====== DATASET ROWS

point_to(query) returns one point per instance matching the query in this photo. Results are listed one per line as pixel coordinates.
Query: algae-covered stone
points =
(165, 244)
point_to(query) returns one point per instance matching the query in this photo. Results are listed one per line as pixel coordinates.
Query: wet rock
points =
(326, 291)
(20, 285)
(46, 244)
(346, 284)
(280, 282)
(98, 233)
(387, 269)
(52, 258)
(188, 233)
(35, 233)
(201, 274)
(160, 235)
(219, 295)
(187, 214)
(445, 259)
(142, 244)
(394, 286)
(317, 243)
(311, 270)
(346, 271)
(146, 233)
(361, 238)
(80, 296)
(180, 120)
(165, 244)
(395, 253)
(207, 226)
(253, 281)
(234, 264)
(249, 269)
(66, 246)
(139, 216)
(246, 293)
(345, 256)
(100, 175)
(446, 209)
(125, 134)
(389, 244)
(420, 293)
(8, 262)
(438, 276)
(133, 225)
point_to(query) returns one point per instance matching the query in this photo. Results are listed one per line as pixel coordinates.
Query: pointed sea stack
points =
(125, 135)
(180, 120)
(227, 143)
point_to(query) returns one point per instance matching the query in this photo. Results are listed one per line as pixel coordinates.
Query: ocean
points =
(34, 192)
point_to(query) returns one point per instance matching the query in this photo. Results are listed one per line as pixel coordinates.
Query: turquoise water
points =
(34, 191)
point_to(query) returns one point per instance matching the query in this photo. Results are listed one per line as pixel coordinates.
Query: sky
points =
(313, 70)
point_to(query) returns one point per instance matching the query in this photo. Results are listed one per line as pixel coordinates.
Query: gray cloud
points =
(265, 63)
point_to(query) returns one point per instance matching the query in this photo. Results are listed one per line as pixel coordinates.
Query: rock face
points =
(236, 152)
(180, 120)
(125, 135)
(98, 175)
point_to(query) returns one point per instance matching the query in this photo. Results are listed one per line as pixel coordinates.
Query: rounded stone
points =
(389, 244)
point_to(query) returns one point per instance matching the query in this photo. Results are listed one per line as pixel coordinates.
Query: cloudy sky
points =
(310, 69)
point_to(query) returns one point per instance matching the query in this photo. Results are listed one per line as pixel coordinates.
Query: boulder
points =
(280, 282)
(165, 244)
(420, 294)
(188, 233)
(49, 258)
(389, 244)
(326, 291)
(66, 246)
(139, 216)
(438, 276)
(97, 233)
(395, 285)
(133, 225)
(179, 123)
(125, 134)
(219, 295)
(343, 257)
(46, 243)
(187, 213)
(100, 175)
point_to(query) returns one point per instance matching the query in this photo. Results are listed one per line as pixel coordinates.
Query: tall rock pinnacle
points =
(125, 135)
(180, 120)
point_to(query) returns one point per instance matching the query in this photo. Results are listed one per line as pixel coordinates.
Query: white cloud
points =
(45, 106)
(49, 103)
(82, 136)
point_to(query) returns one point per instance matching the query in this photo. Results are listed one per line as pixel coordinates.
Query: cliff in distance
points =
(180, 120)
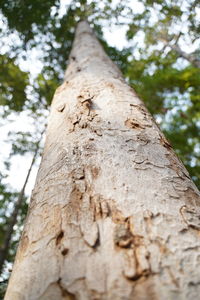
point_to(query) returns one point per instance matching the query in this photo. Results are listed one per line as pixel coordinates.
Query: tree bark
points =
(114, 214)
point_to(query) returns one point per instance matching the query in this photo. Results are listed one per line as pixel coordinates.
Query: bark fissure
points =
(114, 214)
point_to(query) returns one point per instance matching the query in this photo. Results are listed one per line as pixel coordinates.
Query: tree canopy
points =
(160, 60)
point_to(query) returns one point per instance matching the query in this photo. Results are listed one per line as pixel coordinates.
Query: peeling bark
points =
(114, 214)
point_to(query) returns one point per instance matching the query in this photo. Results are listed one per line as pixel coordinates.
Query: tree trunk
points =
(13, 218)
(114, 214)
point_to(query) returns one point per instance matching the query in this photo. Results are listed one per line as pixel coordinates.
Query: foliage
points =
(162, 72)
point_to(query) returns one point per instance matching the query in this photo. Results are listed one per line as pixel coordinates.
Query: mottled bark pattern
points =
(114, 214)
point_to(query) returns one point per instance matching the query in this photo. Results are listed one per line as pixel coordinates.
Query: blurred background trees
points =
(159, 59)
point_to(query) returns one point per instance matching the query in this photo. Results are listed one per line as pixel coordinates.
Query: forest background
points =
(156, 45)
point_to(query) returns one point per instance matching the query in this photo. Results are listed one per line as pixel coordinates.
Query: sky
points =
(115, 35)
(20, 165)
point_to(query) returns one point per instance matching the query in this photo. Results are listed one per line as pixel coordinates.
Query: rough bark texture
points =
(114, 214)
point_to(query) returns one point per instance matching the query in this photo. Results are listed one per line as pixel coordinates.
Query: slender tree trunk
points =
(114, 214)
(189, 57)
(13, 218)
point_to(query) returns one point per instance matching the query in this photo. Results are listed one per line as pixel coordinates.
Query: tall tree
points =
(114, 214)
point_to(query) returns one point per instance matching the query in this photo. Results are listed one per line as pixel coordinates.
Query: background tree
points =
(167, 81)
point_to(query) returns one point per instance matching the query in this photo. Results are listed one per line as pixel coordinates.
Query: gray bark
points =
(114, 214)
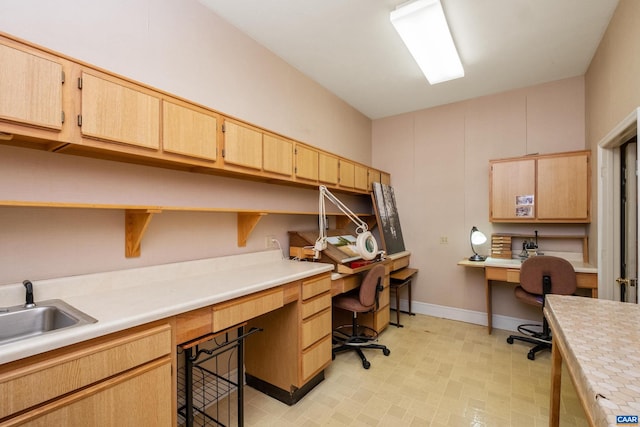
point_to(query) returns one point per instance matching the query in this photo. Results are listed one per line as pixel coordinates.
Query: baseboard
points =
(476, 317)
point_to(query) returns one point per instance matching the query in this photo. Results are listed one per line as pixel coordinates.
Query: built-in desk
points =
(508, 270)
(598, 342)
(290, 300)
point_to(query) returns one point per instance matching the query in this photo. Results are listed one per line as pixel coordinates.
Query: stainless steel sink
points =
(18, 322)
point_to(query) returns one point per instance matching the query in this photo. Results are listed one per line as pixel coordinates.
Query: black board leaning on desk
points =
(384, 203)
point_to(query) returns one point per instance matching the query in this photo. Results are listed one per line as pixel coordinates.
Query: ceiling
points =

============

◆ CHALLENGE:
Retype each entry precisely. Skip images entirely.

◆ RESULT OF THIS TASK:
point_to(query) returns one point per instance matching the query in this photo. Results are listed one per line as pixel coordinates.
Query: algae-covered stone
points =
(165, 244)
point_to(query) returns one point per instance matching the query in this photo. Results are listed one per line as pixel coordinates.
Query: wet rock
points =
(326, 291)
(20, 285)
(46, 244)
(346, 284)
(280, 282)
(98, 233)
(387, 269)
(52, 258)
(188, 233)
(35, 233)
(201, 274)
(160, 235)
(219, 295)
(187, 214)
(445, 259)
(142, 244)
(394, 286)
(317, 243)
(311, 270)
(346, 271)
(146, 233)
(361, 238)
(80, 296)
(180, 120)
(165, 244)
(395, 253)
(207, 226)
(253, 281)
(234, 264)
(249, 269)
(66, 246)
(139, 216)
(246, 293)
(345, 256)
(100, 175)
(446, 209)
(125, 134)
(389, 244)
(420, 293)
(8, 262)
(438, 276)
(133, 225)
point_to(query) returns one point per instance matching the query in this photo. Results are listed one per line as pixel coordinates.
Query: pointed sea stack
points =
(125, 135)
(180, 120)
(227, 143)
point_to(query) returns one point per instance matching the query in this photo. Results are listed one per line as pixel coordinates.
Query: ocean
points =
(34, 192)
point_to(query) returns one point per instance matching the query in this photo. Results are listed one per line as pixel coordinates.
Query: turquoise water
points =
(34, 191)
point_to(query) returns one point per instance matching the query in this photo. Results are listed one per line as pixel coordinates.
Query: sky
points =
(313, 70)
point_to(query) returns one point per instance matching the query in this photo. Results are listed one per line as pixel coordinates.
Query: gray cloud
points =
(265, 63)
point_to(query) returns one point per instance matching the query in this photo. Results are listed one per line as pixel coordinates.
Query: rock face
points =
(236, 152)
(180, 120)
(125, 135)
(98, 175)
point_to(query) returns one point per instance matching the query in this photo. Results are listed one per line as pixel coordinates.
Query: rounded stone
points =
(389, 244)
point_to(query) returns one point per instance matching the query in this photo. Results are listed one per line as pixel coordinates.
Query: cloudy sky
points =
(310, 69)
point_to(query) returns one point per instance matching the query in this photo. Results are listed one per line as pixel coordinates.
Query: boulder
points =
(280, 282)
(165, 244)
(420, 294)
(188, 233)
(49, 258)
(389, 244)
(326, 291)
(66, 246)
(139, 216)
(438, 276)
(97, 233)
(395, 285)
(133, 225)
(179, 123)
(125, 134)
(219, 295)
(343, 257)
(46, 243)
(187, 213)
(100, 175)
point_to(query) returns one point per instance matching the query in this photo. Results are listed one per line as pixel coordinates.
Query: tall rock pinnacle
points =
(125, 135)
(180, 120)
point_to(query) returns one point per instance matching the query in this photo. Results are listed one per line as pixel coordinates.
Query: white cloud
points =
(45, 106)
(49, 103)
(82, 136)
point_to(query) returns one point per instance matching the query in this photo. Results are listed one per line as pixel coordinates.
Query: cliff in distance
points =
(180, 120)
point_to(query) returns one point per instance matching the query in this photo. Results are listed one per line as pixel coordinates.
Query: tree bark
points =
(114, 214)
point_to(query) returns one point per instance matching the query in this photo. Results are listed one per line as pixel coordinates.
Query: bark fissure
points =
(114, 214)
point_to(query) returns one point per instance matching the query in this photo. Results are listed one per line as pixel coordinates.
Query: tree canopy
points =
(160, 60)
point_to(query) returns one point per instance matching the query in this photo. Results are listed one per line as pixel coordinates.
Query: peeling bark
points =
(114, 214)
point_to(query) returns one point per instance matching the query in this photo. Results are listed one per line as pixel coordinates.
Query: tree trunk
points =
(13, 218)
(114, 214)
point_to(query) returns one point per instance matching the query in this photo. Results are listed one per line as pixel coordinates.
Query: foliage
points =
(162, 72)
point_to(query) returns one point per instance matching the query in this photo. Results are listed one per line as pixel coordinates.
Query: mottled bark pattern
points =
(114, 214)
point_to(query) returns one point per instance matching the query in this photo. Results are listed one per line as pixel coordinates.
Query: blurred background trees
points =
(159, 59)
point_to(query) returns one point per instance matching the query in this photo. Results are listed one per line as pixel coordinates.
Query: forest background
points =
(156, 45)
point_to(query) returns one point per instance matching the query in this photo. Results are listed one per line as pixel coordinates.
Query: sky
points =
(115, 35)
(20, 165)
point_to(query) returns one point per instance matching the query in this photo. Results are listed one per line as pixel coordinates.
Query: rough bark texture
points =
(114, 214)
point_to(query) returns one point per instance matching the query in this photo. Results are listed one per line as pixel coordinates.
Query: slender tree trunk
points =
(114, 214)
(189, 57)
(13, 218)
point_to(query) returns one point per instance matching the query in this photo. Results are listed one per line as pixel coordinates.
Query: tall tree
points =
(114, 214)
point_to(query) returns one point per instance matching the query in this photo. Results are listed one per line as pixel coordinates.
Query: background tree
points =
(167, 81)
point_to(query) returns one point per instance matching the query in this photo. Results are listed one per line as pixel coordinates.
Query: gray bark
points =
(114, 214)
point_to(query) returns one point per instance matching the query in this photo. Results are listed one per line as pixel coordinates.
Query: baseboard
points =
(476, 317)
point_to(query) returns one point per instance matching the query in this photo. Results are listed one per line as pixel coordinates.
Query: built-in desk
points =
(508, 270)
(598, 342)
(290, 300)
point_to(query) returns one point per instance matching the query in this photo. Results are listed one per line as pixel coordinates.
Query: stainless steel sink
points =
(18, 322)
point_to(query) returns one point per instance matching the query in this photo. Results are listed one per line as pixel coordinates.
Query: black board leaning on desk
points =
(384, 203)
point_to(query) returns one point per instance matching the query in this photo. Results are listed one per line as pixel coordinates.
Query: ceiling
points =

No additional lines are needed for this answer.